Locate every line in the listing below that contains the word "shrub", and copy each of those lines out in full.
....
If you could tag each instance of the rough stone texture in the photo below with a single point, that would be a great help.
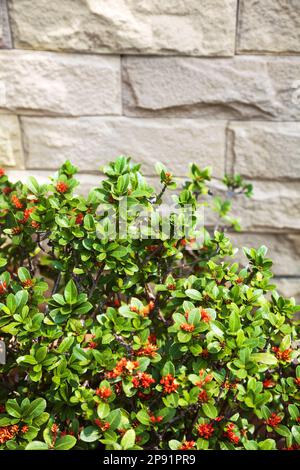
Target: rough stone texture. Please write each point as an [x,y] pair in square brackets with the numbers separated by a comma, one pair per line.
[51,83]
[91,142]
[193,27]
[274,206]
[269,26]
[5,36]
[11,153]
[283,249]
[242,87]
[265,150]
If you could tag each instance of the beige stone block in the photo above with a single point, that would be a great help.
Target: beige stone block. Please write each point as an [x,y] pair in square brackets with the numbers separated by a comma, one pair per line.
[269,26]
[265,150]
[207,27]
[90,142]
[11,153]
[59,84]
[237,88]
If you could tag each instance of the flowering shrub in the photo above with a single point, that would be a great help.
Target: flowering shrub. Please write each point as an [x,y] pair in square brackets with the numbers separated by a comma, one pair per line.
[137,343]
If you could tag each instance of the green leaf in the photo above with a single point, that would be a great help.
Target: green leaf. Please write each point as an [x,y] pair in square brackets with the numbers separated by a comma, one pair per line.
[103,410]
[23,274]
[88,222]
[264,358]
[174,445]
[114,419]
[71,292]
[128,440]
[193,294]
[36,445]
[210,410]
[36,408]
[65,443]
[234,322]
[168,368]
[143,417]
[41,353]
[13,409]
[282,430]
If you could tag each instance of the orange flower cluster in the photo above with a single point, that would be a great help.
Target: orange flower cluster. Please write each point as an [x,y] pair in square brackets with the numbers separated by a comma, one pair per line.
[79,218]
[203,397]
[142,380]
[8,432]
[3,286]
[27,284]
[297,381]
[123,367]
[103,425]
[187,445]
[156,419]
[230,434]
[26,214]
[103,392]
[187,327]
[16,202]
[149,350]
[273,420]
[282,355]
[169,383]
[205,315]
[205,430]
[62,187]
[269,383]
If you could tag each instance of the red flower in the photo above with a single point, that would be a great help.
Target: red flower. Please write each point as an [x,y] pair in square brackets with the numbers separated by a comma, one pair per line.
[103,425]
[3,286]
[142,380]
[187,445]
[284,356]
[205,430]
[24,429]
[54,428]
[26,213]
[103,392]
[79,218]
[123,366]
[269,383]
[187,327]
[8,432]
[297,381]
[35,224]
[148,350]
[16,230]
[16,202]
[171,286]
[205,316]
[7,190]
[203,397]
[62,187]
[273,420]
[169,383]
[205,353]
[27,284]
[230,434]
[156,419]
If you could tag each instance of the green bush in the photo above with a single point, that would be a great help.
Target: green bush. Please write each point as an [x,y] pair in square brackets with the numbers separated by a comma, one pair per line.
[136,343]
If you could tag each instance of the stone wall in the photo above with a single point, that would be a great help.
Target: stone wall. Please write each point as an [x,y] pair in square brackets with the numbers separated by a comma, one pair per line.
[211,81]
....
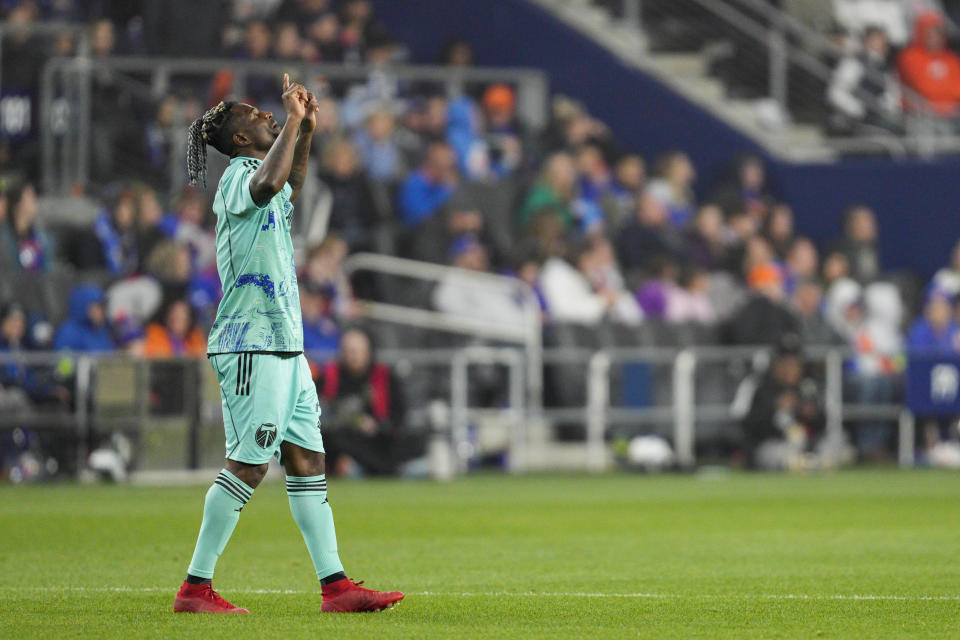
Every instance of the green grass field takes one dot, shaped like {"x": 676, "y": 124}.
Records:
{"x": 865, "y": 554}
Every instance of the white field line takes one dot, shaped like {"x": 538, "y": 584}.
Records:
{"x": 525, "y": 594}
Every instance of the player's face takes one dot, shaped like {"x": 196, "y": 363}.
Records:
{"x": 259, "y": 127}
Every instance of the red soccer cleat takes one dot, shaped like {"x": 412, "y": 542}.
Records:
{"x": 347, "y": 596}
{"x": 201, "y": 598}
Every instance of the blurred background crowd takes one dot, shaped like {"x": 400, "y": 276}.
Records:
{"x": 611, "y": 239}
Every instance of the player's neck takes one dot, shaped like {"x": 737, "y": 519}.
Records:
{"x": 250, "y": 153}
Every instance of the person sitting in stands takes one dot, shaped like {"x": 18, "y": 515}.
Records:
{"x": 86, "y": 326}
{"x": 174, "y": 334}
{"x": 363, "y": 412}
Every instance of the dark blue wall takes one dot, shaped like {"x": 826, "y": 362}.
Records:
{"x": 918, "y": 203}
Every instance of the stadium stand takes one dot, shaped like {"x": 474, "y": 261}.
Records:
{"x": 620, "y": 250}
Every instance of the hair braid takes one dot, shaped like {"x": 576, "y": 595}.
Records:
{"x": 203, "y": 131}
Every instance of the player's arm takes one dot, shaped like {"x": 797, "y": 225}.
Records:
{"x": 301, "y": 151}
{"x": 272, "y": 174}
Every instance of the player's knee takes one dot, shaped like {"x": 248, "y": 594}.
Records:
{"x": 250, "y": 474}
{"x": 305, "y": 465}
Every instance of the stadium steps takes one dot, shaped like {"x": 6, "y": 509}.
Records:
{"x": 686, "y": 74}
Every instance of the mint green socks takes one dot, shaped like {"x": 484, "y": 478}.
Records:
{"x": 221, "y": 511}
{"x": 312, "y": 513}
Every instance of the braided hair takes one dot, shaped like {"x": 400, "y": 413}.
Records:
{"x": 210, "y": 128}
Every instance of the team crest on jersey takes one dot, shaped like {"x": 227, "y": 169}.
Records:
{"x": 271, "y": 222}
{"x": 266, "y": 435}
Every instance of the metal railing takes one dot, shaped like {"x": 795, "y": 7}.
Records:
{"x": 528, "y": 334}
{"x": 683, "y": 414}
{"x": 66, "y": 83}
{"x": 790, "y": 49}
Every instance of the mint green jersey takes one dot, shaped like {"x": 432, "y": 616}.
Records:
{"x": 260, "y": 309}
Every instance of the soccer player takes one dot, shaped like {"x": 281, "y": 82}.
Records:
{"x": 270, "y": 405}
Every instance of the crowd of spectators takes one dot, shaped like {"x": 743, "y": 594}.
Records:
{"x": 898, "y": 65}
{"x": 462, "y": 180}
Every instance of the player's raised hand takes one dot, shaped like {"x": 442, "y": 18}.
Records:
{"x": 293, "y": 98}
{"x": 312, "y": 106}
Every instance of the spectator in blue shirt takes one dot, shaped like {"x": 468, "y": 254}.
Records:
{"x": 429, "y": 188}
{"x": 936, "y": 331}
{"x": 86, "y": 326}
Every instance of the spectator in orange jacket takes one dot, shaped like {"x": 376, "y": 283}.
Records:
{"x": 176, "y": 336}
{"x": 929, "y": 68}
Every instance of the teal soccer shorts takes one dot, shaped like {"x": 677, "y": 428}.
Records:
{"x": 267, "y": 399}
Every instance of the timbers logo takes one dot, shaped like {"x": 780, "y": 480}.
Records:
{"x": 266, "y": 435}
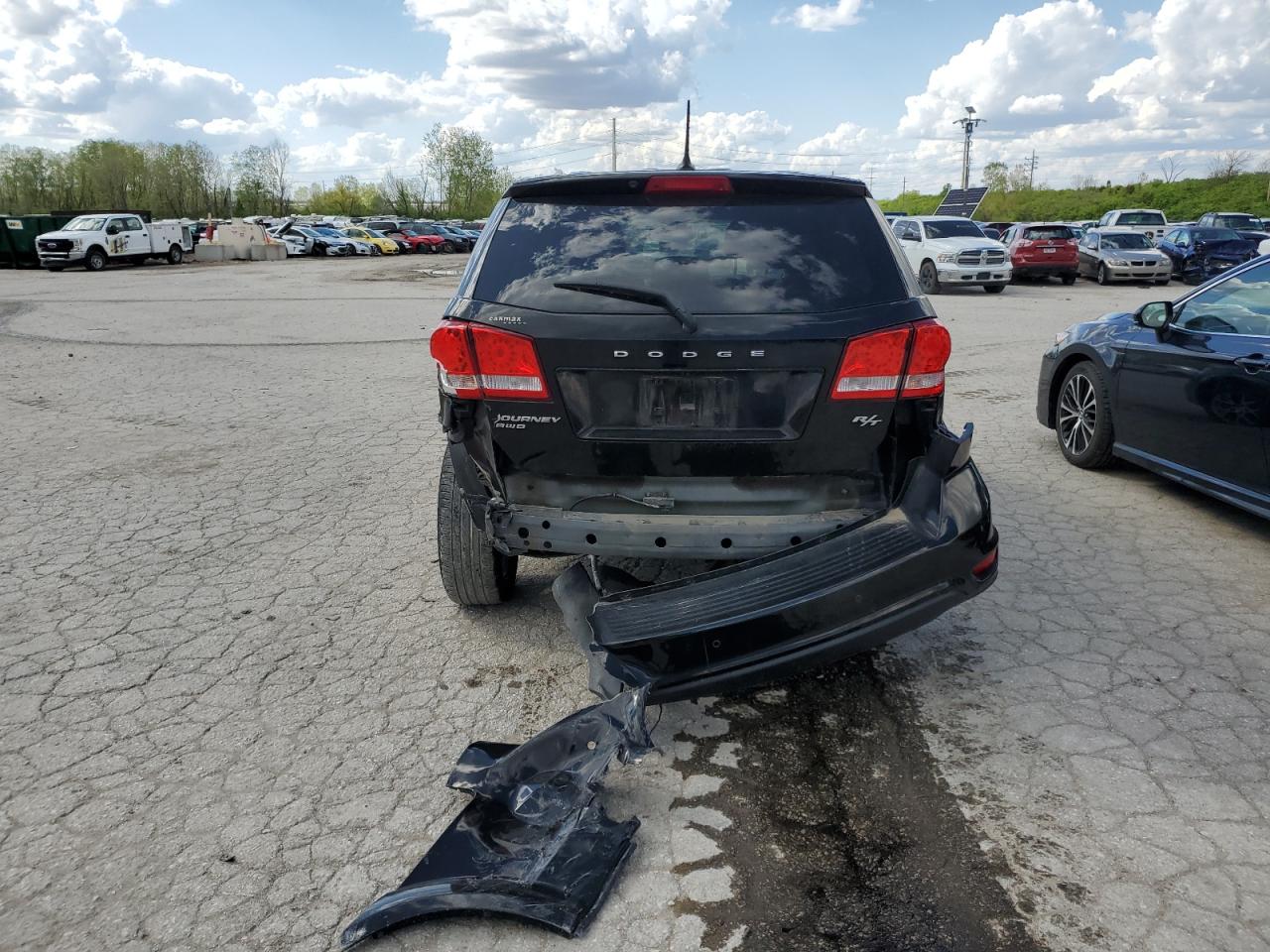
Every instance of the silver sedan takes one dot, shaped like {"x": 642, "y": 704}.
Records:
....
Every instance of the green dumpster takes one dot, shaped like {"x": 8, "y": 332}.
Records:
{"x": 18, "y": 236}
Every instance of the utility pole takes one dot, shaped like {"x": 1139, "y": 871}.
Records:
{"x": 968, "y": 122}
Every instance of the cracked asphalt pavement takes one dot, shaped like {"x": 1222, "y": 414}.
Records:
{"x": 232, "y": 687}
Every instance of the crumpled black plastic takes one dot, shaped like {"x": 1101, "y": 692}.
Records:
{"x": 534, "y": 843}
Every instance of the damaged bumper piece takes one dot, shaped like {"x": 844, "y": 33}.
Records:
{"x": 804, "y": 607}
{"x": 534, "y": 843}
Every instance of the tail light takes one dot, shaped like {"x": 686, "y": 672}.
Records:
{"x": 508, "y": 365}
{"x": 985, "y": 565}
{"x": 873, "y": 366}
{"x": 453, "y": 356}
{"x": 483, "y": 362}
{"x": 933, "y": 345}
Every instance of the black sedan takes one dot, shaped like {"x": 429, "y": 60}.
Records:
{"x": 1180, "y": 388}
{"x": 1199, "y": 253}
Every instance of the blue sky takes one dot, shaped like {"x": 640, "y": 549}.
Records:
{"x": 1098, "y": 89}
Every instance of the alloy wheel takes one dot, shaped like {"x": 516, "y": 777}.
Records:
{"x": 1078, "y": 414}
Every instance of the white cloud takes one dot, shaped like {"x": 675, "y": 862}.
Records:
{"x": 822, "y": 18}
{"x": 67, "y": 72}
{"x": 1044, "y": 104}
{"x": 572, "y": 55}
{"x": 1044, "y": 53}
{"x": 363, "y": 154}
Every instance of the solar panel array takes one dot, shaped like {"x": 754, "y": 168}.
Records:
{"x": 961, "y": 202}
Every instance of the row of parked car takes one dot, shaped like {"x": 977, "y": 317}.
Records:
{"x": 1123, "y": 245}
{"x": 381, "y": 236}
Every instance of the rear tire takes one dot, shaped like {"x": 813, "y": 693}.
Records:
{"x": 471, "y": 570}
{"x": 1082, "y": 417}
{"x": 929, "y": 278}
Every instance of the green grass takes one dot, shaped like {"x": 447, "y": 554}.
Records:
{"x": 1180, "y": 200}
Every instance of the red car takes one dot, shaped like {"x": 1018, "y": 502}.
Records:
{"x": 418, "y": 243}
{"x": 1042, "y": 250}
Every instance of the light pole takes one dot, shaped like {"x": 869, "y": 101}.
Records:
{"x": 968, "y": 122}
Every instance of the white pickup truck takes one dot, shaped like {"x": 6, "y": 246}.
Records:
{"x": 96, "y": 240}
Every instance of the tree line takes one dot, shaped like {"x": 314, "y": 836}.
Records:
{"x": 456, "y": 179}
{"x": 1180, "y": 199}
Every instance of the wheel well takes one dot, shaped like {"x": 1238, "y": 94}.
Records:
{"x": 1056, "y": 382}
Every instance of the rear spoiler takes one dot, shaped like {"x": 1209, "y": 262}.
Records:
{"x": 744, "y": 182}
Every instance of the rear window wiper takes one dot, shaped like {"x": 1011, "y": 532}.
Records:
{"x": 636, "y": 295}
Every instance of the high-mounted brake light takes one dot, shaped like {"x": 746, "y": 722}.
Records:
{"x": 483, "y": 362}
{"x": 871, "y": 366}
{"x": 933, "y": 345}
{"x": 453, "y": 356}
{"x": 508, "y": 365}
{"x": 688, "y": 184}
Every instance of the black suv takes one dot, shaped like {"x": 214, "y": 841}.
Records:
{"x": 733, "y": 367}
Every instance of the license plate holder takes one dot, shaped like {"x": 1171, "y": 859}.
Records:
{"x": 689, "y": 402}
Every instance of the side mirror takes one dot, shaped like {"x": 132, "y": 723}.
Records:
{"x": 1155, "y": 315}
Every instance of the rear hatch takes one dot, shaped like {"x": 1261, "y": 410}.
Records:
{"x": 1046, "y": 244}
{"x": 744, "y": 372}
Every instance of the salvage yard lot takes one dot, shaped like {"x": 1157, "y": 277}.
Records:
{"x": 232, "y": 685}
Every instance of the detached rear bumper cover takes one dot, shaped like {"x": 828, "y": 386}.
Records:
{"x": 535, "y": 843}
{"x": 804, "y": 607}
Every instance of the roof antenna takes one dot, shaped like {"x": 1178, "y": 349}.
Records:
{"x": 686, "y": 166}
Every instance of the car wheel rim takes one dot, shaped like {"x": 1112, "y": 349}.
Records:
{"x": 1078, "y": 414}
....
## Task result
If you could tag each instance of the flowering shrub in the photo above with a single point, that would be a great help.
Target: flowering shrub. Please write each point as an [x,y] pair in square brackets with the numbers separated by a comma, one pair per line.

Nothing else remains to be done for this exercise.